**EXERCISE:** Pick out every line below that contains the word "dishwasher" and copy each of those lines.
——
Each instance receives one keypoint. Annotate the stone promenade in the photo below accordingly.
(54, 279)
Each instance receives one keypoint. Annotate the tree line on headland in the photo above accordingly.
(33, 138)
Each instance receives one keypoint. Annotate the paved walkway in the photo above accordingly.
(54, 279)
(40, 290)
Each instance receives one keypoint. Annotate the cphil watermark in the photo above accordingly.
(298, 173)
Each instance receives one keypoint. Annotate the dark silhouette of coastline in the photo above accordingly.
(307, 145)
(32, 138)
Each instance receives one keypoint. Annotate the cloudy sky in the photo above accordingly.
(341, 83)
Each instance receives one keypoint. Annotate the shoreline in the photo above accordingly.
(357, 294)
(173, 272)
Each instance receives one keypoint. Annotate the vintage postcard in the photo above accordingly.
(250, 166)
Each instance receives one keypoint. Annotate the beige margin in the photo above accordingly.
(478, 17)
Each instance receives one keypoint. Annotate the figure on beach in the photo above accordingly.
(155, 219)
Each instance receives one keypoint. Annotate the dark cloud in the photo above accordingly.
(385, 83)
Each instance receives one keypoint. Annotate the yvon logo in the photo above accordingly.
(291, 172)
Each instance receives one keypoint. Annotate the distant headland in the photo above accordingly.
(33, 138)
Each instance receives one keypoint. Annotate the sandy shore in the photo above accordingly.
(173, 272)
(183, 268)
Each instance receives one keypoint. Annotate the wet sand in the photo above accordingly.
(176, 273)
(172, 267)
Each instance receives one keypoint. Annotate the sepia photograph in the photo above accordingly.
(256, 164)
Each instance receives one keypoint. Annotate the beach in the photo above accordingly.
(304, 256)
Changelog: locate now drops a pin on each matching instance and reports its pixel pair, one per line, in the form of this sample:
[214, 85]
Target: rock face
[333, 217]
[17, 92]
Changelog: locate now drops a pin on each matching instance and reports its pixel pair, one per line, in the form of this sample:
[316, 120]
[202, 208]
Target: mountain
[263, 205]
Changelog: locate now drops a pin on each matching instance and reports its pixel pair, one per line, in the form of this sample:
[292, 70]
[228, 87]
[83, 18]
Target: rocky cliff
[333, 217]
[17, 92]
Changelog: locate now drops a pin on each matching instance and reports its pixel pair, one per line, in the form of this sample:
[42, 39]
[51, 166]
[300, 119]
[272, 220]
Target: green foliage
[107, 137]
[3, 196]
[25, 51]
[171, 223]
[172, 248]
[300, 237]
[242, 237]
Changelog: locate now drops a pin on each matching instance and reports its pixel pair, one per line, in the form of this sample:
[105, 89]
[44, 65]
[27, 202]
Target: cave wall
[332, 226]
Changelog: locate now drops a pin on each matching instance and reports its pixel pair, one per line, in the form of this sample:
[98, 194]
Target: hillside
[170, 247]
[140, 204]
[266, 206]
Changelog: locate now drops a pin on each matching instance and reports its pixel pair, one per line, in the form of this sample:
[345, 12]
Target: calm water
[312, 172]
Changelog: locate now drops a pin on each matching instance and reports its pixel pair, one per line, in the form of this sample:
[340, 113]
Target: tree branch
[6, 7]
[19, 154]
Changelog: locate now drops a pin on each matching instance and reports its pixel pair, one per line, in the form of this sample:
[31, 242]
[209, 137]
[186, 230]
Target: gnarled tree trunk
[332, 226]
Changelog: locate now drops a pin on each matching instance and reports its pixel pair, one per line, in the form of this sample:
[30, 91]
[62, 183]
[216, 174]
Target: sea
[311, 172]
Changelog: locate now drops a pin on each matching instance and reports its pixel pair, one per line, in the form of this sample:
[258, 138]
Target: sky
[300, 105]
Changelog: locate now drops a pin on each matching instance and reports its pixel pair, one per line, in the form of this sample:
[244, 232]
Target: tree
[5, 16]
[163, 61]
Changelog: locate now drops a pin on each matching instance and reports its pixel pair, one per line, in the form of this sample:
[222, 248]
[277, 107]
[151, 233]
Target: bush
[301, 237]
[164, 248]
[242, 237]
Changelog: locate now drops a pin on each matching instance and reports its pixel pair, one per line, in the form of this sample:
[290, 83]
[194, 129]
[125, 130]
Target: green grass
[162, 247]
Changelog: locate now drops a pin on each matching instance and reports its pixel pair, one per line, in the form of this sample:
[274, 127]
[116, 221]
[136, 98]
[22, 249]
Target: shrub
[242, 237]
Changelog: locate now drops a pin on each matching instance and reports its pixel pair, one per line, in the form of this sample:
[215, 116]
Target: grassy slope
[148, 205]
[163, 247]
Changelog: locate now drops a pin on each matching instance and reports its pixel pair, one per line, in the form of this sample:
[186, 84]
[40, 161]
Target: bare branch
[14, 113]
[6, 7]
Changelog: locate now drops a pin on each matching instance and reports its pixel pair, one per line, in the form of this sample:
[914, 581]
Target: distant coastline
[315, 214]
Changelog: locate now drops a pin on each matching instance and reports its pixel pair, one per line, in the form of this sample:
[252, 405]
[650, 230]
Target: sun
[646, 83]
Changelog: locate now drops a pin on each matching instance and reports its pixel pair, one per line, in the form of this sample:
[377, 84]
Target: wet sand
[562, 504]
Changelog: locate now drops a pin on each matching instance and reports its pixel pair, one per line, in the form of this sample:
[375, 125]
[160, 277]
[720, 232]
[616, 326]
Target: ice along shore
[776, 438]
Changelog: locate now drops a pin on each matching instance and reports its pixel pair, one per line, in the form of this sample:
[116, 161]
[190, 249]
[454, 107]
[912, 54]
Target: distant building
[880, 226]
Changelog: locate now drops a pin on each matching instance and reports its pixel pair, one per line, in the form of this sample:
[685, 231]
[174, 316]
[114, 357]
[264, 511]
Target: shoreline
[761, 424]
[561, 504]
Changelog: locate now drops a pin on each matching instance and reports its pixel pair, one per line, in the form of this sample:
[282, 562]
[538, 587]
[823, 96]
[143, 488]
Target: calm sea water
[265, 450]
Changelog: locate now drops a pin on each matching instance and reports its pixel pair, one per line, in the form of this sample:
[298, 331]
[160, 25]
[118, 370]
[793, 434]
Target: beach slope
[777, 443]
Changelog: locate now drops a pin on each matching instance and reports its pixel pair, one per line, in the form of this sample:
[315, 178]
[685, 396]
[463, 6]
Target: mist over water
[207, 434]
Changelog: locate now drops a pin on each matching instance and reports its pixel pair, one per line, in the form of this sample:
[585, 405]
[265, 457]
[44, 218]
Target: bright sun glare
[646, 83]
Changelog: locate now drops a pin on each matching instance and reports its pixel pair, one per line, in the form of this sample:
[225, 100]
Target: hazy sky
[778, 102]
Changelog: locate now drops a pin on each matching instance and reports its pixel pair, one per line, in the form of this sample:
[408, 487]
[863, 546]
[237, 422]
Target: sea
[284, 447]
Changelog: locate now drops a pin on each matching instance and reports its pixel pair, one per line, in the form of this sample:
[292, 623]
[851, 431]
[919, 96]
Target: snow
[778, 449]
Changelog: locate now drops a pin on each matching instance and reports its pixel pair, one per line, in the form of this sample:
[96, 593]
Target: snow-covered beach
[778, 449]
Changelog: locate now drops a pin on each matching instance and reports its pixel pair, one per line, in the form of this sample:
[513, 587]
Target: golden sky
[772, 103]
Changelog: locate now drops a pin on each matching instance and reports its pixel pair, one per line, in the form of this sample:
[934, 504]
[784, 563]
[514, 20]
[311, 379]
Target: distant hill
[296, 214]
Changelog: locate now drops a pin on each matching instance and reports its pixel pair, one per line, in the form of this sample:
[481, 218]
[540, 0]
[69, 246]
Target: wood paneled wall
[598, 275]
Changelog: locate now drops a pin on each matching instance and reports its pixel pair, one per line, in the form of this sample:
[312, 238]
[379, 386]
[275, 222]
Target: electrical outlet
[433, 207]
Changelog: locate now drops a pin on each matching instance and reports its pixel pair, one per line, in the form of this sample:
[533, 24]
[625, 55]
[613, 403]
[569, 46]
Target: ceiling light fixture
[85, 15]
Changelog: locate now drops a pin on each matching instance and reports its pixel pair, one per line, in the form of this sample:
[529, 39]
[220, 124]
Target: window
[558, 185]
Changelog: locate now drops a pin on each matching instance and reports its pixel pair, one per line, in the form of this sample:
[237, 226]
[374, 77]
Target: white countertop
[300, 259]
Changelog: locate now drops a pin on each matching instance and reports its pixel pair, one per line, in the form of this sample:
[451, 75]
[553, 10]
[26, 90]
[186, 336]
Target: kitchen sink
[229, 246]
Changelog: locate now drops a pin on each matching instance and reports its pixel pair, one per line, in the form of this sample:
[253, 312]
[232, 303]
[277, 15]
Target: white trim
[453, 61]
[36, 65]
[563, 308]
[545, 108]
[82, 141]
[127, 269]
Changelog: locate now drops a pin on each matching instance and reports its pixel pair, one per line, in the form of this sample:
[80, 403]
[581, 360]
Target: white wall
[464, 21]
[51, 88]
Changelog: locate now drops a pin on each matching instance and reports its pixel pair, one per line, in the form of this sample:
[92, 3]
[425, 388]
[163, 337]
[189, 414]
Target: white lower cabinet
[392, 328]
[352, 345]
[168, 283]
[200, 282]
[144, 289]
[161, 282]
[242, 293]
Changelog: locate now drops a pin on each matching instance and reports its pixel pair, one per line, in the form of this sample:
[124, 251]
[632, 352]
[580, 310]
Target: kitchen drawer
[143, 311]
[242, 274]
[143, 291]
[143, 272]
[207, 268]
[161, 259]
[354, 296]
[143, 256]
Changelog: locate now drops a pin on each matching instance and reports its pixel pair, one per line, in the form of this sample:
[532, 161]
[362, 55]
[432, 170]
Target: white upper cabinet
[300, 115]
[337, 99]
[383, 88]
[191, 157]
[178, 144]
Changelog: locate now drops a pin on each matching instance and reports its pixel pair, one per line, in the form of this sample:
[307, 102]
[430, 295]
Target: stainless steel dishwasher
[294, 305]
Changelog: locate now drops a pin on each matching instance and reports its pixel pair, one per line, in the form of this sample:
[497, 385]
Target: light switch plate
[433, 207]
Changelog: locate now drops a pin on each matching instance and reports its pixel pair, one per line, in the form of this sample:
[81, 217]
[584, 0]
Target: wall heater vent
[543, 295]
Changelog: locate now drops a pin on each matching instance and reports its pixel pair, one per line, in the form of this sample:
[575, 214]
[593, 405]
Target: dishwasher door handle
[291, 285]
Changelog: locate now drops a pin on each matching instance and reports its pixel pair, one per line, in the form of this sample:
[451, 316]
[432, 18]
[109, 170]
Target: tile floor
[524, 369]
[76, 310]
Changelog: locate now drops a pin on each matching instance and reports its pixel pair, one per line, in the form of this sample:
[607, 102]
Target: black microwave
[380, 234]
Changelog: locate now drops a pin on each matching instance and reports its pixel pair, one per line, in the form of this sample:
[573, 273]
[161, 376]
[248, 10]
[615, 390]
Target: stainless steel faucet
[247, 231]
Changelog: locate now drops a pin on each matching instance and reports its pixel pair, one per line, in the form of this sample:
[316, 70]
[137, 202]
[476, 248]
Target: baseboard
——
**SOLUTION TO THE EXERCISE:**
Target: stainless steel dishwasher
Target: dishwasher door handle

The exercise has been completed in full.